# What are the best books on the sacraments?



## DanielC (Mar 7, 2006)

Is there a definitive reformed work on either baptism or the Lord's Supper, or on both sacraments in general? I feel fine about studying Bannerman on the Church or Buchanan on Justification or Witsius on the covenant or Smeaton on the atonement, etc., but what should fill that space on my bookshelf reserved for the sacraments?

With all due respect, no baptist or padeocommunion books please!

Thanks!


----------



## RamistThomist (Mar 7, 2006)

Keith Mathison, _Given for you: Calvin's Doctrine of the Lord Supper_. I doubt it is the best, but I like Mathison and have found this very helpful.


----------



## Me Died Blue (Mar 7, 2006)

Indeed, Mathison's work sets out Calvin's view on the Supper in particular, and the nature of its "efficacy" (which is essentially Westminster's view as well).

If you're looking for a book that speaks a good deal on the biblical concept and meaning of sacraments overall - especially as differentiated from the common evangelical view of today - try Michael Horton's _In the Face of God_. It is really about Reformed spirituality as a whole, and thus touches on other relating themes alongside just the sacraments, such as their relationship to the Word, doctrine's role in the everyday believer's relationship with God, the spiritual role of the Church and thus the means of grace it is responsible for dispensing.


----------



## VirginiaHuguenot (Mar 7, 2006)

It's worth reading the Consensus Tigurinus.


----------



## DanielC (Mar 7, 2006)

Thanks! I've read most of Mathison before, and I was just looking at the Consensus a couple days ago - so is our general consensus that Calvin is the best source on the Supper? Has anyone read Ezekiel Hopkins or James Candlish on the sacraments?

What about baptism? John Murray?


----------



## RamistThomist (Mar 7, 2006)

> _Originally posted by DanielC_
> Thanks! I've read most of Mathison before, and I was just looking at the Consensus a couple days ago - so is our general consensus that Calvin is the best source on the Supper? Has anyone read Ezekiel Hopkins or James Candlish on the sacraments?
> 
> What about baptism? John Murray?

···

» **REQUESTS**:
- 1) In the thread on books about the sacraments, list the writers DanielC names in his opening post as ones he is comfortable studying, and give the subject paired with each.
- 2) Go on with the thread on books about the sacraments, picking up after its final line.

···

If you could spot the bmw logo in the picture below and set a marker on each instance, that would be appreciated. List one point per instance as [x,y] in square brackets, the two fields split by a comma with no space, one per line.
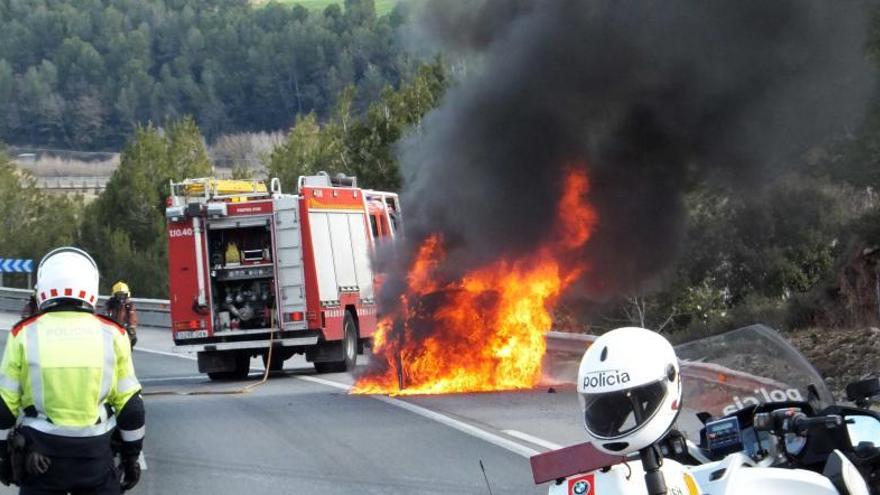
[581,487]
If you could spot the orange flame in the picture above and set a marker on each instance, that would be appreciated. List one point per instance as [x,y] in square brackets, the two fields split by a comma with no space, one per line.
[486,331]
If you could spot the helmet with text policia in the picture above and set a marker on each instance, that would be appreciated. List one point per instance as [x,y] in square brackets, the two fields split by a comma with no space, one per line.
[67,274]
[629,389]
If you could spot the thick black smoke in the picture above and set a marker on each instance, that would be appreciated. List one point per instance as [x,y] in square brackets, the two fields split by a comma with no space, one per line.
[648,96]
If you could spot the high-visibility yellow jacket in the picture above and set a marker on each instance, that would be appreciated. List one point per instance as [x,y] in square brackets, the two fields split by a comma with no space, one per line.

···

» **THE RESPONSES**:
- 1)
Bannerman on the Church
Buchanan on Justification
Witsius on the covenant
Smeaton on the atonement

- 2)
Go ahead and read Murray. It is not long nor complicated.


----------



## C. Matthew McMahon (Mar 8, 2006)

There are tons of books on this subject. Why not go to www.cvbbs.com and search on "sacraments?"


----------



## Contra_Mundum (Mar 8, 2006)

Ronald S. Wallace, _Calvin's Doctrine of the Word and Sacrament,_ 1997 Wipf and Stock reprint of orig. 1982 pub. 253 pp, pb. This would definitely be worth getting, but you'll have to ask elsewhere for a comparison to Matthison. I would buy this one first, rather than Matthison.

_A Sacramental Catechism,_ by John Willison $22.50 | Hardcover | 366 pages | Soli Deo Gloria First published in 1720.

I don't have this resource, but it looks good:
Robert Bruce, _The Mystery ofthe Lord's Supper,_ trans. and ed. by Thomas F. Torrance (Richmond, John Knox Pres, 1958)


----------



## New wine skin (Mar 9, 2006)

Daniel
Since your at WTS Dallas, just ask the dean for the bibliography of "Doctrine of the church", taught by Dr Ferguson. 

blessings


----------



## DanielC (Mar 9, 2006)

> _Originally posted by New wine skin_
> Daniel
> Since your at WTS Dallas, just ask the dean for the bibliography of "Doctrine of the church", taught by Dr Ferguson.
> 
> blessings



Thanks! I've taken Doctrine of the Church, but the Sacraments is actually covered in Doctrine of Salvation II - which I'm taking now, and was thinking about writing a paper for it on the Lord's Supper. I have a few lists of "good" books on it, but was just wondering if there was one or two in particular that is considered the "best" - you know, the book one would want to own and reference throughout one's ministry.


----------



## DanielC (Mar 9, 2006)

> _Originally posted by Contra_Mundum_
> _A Sacramental Catechism,_ by John Willison $22.50 | Hardcover | 366 pages | Soli Deo Gloria First published in 1720.



Hmm... I think I like the sound of this one! I love the catechism writing style. Thanks! Do you know if he falls along the lines of Calvin or departs from him (in terms of spiritual presence - concerning which I understand Calvin was quite nuanced, unlike most modern simplifications of presence in Calvin, Luther, and Zwingli)...


----------



## Contra_Mundum (Mar 18, 2006)

I just picked up the Mathison book--got a good discount on it b/c it was damaged.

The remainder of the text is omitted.